* WRITTEN INSTRUCTION
Pick out and copy every line of the items below that contains the string "with". Matching is case-sensitive.

* DATA
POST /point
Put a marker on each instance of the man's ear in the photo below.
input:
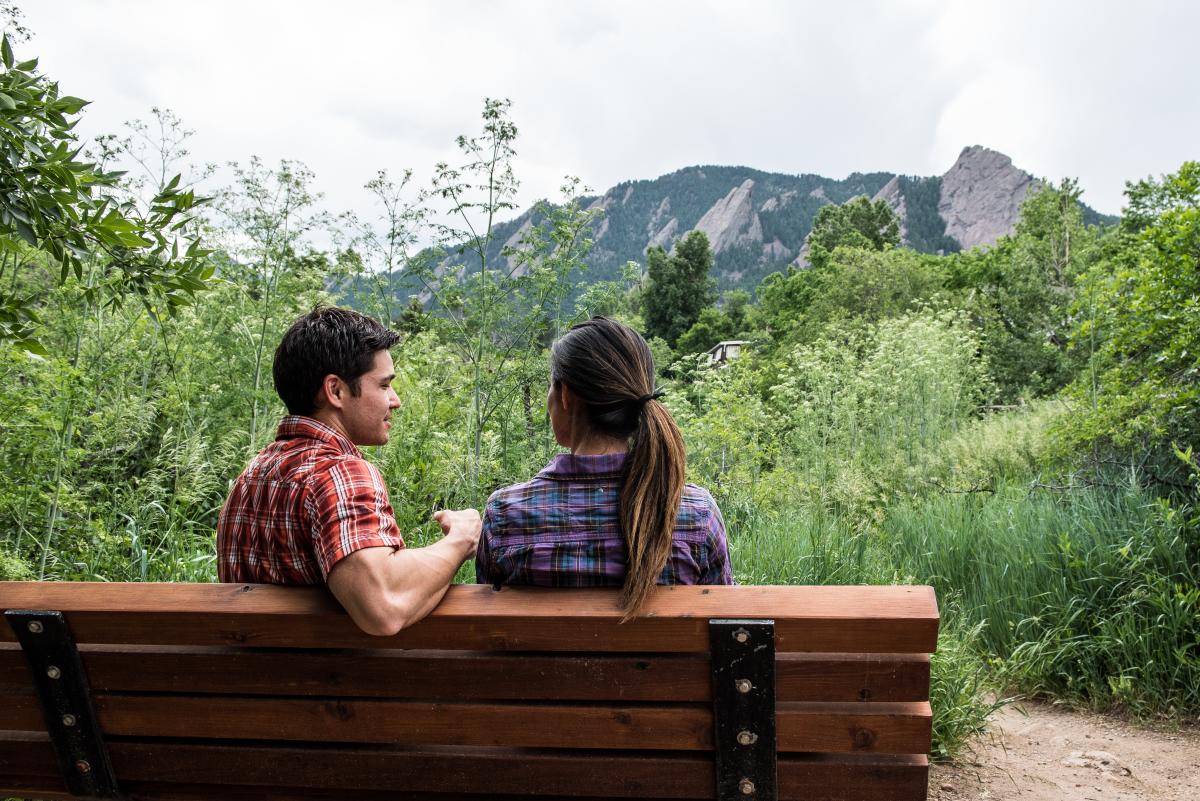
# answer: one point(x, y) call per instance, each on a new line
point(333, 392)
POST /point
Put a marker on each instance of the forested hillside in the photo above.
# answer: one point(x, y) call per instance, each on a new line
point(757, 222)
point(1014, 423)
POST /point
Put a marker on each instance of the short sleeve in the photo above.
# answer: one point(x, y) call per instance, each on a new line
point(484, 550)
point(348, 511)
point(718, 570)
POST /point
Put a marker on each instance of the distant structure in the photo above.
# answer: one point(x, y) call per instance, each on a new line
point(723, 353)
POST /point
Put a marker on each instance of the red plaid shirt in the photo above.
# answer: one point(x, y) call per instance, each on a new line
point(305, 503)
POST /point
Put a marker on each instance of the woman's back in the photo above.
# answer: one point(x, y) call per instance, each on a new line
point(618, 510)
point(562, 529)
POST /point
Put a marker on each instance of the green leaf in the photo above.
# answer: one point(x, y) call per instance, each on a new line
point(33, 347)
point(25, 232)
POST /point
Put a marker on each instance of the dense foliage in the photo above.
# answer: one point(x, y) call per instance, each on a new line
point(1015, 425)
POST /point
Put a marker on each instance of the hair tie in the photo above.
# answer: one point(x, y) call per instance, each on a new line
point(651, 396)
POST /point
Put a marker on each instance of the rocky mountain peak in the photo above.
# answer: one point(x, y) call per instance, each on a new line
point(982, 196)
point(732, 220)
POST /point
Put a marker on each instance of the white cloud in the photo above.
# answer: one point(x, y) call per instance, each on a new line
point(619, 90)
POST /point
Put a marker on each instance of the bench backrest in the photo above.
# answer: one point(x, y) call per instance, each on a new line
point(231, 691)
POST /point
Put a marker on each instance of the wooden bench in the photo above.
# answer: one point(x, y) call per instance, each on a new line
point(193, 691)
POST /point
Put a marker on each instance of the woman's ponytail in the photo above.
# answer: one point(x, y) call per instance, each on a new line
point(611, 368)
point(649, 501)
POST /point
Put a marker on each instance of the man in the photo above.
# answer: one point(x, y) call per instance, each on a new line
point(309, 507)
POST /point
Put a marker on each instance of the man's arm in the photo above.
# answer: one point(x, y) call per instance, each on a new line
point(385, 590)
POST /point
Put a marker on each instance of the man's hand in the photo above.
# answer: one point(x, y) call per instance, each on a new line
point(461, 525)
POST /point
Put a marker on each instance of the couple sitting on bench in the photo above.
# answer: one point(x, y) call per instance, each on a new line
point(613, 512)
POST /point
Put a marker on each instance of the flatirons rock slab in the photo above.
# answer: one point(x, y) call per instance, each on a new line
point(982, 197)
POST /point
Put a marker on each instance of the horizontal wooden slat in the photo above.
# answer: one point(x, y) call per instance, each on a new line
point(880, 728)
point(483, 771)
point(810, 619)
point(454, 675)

---

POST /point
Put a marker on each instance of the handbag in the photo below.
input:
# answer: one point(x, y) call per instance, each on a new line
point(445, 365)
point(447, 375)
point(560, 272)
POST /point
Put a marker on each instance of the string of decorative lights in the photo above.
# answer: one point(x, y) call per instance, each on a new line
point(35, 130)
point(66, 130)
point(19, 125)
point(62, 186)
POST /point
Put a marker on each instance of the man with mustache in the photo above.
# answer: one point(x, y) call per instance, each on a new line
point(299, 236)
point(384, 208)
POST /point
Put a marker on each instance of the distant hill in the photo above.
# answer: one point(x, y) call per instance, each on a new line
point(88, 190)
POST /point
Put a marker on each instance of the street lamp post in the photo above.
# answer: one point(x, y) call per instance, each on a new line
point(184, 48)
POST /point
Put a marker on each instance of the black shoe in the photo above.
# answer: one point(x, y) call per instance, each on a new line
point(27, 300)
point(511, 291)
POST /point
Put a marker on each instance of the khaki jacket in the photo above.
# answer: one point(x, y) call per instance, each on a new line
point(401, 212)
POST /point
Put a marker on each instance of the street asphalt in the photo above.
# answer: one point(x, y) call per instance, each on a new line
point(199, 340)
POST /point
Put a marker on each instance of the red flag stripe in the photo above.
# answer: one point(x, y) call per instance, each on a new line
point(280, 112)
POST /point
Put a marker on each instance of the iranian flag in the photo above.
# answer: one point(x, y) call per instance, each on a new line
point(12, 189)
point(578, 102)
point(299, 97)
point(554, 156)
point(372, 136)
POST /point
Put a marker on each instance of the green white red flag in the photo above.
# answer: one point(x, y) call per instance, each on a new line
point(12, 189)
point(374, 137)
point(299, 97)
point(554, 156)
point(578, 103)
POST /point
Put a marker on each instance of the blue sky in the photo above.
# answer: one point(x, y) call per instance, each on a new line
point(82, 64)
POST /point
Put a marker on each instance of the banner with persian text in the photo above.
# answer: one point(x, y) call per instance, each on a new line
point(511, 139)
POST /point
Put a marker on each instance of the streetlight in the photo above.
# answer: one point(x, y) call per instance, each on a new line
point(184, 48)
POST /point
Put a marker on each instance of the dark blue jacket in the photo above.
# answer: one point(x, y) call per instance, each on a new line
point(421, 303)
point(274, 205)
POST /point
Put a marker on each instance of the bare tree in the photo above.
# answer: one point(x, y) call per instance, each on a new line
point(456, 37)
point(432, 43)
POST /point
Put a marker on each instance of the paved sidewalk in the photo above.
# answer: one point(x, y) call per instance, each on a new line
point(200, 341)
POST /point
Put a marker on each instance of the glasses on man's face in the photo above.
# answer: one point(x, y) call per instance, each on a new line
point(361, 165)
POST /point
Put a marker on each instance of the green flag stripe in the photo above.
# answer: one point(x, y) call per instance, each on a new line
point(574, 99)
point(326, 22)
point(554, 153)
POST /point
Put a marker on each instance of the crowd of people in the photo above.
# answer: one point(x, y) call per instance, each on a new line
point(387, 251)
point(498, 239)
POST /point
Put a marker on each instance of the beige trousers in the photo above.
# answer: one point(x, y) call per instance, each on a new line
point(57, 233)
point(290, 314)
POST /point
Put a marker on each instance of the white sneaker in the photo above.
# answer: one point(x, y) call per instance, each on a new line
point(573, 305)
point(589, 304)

* SOLUTION FOR THIS PROBLEM
Put a marker on each instance of the man with mustache in the photo above.
Put a marker on each instance of the banner with persian text in the photo above.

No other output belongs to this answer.